> Supplied text
= = =

|Image 1: No, just a few grams of d-psicose won't turn these into a "health food", but it could help ameliorate the "damage"|
The first sweetener that will actively help in weight loss?
In the course of a 12-week trial, a group of Sprague-dawley rats was initially fed up with the standard laboratory "high fat diet" that is essentially an identical twin of the standard American diet with 15.1% of the energy from protein, 38.8% from fats and 47.1% from carbohydrates. After four weeks the rodents were assigned to different groups, which were either switched over to a standard diet (14.7% protein, 9.4% fat, 76.9% carbohydrates) or were maintained on the energy-dense high fat diet. Each of the study arms had another 5 sub-groups the animals in which received, either
- normal (ND) or high fat (HF) diet without supplement (control),
- ND or HF + 5% sucrose (SU-5),
- ND or HF + 5% erythritol (ES-5),
- ND or HF + 2.5% d-psicose (DP-2.5), or
- ND or HF + 5% d-psicose (DP-5)

= = =

> Data

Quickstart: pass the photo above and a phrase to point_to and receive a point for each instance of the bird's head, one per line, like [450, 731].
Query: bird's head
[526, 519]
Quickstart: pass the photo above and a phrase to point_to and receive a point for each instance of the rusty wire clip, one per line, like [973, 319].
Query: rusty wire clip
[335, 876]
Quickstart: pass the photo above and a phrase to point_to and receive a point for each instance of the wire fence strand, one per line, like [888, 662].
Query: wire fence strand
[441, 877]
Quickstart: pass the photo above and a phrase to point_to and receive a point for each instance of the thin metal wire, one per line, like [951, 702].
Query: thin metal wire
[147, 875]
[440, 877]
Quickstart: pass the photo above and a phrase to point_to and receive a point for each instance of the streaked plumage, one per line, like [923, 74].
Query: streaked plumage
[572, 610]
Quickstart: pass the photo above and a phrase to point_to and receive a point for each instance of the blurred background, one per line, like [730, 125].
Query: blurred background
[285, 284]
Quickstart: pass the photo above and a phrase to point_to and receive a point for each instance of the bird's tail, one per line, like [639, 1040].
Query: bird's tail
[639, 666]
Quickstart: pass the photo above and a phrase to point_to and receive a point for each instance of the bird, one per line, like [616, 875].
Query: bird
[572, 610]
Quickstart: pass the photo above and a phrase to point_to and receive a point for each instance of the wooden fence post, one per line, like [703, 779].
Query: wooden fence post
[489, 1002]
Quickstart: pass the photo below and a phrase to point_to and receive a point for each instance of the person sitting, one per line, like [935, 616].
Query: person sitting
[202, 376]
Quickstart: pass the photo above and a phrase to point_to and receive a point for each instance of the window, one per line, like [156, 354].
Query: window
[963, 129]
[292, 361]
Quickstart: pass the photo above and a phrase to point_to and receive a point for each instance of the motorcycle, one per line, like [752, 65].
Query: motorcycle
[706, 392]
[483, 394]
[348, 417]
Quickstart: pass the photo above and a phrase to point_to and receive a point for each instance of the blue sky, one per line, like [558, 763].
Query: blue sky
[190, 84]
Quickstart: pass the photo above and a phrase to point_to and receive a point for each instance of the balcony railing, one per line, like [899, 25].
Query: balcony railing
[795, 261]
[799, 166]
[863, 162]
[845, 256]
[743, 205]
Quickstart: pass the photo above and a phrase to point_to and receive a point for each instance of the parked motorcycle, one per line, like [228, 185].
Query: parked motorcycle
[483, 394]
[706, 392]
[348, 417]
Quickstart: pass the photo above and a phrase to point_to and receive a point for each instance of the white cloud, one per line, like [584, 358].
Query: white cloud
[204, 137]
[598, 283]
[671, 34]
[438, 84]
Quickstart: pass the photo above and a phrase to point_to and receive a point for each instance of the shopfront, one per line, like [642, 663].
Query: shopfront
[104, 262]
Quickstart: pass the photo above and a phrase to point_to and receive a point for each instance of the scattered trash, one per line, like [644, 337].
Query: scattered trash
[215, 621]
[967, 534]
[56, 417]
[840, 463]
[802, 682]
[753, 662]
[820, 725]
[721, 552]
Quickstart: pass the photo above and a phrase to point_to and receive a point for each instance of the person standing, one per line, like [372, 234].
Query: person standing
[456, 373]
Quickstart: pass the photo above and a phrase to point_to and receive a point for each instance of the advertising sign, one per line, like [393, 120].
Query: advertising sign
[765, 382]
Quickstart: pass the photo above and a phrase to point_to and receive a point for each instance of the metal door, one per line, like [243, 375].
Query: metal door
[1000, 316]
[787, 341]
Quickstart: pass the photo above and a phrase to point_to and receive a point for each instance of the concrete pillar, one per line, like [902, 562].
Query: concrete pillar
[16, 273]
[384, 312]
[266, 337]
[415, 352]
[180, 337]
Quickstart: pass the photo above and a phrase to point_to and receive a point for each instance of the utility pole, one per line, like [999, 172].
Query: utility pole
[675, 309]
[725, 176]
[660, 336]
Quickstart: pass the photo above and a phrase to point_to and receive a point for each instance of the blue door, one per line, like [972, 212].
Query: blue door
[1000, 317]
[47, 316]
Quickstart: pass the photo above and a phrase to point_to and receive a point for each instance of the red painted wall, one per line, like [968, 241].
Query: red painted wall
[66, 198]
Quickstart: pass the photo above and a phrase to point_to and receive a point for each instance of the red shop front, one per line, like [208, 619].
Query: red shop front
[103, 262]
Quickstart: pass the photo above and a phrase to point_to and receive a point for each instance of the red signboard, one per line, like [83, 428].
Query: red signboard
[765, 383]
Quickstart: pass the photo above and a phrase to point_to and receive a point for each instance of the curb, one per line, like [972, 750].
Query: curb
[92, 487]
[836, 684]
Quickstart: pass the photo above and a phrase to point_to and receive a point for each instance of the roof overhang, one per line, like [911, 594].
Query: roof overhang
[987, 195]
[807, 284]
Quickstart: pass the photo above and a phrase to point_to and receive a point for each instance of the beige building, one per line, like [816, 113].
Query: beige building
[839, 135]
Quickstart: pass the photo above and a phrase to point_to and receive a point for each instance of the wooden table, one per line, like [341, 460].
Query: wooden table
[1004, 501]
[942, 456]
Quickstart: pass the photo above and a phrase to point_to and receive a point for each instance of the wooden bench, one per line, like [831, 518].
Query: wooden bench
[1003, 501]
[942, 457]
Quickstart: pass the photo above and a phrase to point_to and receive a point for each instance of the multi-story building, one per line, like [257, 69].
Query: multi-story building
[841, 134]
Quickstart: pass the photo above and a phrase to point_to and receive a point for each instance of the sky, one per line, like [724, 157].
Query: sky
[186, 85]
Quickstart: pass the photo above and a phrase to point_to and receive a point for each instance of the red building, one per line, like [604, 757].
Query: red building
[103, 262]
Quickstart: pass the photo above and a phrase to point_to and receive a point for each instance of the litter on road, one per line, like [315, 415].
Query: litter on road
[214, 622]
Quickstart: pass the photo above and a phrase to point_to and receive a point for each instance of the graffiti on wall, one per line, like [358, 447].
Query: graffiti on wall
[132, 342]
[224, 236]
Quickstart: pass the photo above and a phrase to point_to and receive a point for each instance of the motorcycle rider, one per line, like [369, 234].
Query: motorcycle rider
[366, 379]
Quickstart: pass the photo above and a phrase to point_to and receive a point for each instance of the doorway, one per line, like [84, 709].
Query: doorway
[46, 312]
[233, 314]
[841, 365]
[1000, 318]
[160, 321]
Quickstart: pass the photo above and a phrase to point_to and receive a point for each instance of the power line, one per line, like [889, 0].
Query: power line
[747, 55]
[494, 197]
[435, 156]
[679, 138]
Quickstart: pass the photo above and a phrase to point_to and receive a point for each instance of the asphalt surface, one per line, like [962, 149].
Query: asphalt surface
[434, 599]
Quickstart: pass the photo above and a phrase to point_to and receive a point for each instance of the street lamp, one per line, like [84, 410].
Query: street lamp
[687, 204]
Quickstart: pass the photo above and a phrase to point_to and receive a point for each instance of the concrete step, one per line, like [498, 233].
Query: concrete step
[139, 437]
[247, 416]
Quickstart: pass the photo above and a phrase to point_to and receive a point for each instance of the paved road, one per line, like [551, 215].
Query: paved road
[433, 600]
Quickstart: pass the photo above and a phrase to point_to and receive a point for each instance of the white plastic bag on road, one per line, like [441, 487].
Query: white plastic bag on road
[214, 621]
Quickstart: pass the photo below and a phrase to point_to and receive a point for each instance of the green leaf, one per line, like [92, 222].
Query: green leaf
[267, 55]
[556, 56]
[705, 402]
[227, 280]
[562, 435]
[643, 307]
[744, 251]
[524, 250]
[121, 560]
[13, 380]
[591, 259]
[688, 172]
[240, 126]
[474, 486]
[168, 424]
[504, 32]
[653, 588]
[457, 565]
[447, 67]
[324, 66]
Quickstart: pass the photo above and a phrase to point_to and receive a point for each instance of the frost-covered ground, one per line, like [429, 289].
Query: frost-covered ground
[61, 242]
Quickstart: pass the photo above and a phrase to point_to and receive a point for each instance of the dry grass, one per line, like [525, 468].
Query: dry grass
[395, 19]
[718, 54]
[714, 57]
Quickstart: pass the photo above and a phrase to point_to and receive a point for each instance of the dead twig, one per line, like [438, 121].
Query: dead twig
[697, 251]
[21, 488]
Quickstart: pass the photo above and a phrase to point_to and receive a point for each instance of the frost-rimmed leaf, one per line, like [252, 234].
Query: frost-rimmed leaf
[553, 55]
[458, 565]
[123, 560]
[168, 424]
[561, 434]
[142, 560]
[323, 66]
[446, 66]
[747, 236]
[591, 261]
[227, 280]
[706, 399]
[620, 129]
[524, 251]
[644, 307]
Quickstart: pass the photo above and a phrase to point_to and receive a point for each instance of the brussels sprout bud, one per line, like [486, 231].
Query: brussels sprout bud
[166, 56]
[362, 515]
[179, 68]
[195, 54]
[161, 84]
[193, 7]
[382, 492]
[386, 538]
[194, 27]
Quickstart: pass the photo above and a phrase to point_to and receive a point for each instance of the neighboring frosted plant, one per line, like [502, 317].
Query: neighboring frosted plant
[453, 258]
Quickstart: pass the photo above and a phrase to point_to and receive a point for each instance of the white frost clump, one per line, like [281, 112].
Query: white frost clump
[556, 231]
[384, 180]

= = =

Can you carry on the d-psicose article from the point after its list of five sub-groups? The records are separate from the d-psicose article and have nothing to do with it.

|Figure 1: Change in body weight, total food intake and feed efficiency (right axis) in the 2nd half of the study (data adapted from Chung. 2012)|
Could d-psicose be an ideal adjunct to your weight loss regimen?
In this context, it is important to note that the previously fattened rodents were already 23% "overweight". In other words, while the rodents on the normal diet kept gaining weight at a rate of 2.4-2.7g per day, the weight gain of the "fat" rodents in the ND-DP5 group was so profoundly ameliorated that they ended up at the same "normal" weight at the end of the study as the intially non-obese rodents on the standard diet. And even without the dietary switch, the addition of 5% d-psicose led to a profound (-50%) reduction in diet induced weight gain in the high fat group.
|Figure 2: Total white adipose tissue (right axis, in g), epididymal, perirenal and retroperitoneal visceral fat (in g) in the different groups at the end of the post-fattening 52-day feeding period (data adapted from Chung. 2012)|
Lose weight, lose fat, but what about your liver?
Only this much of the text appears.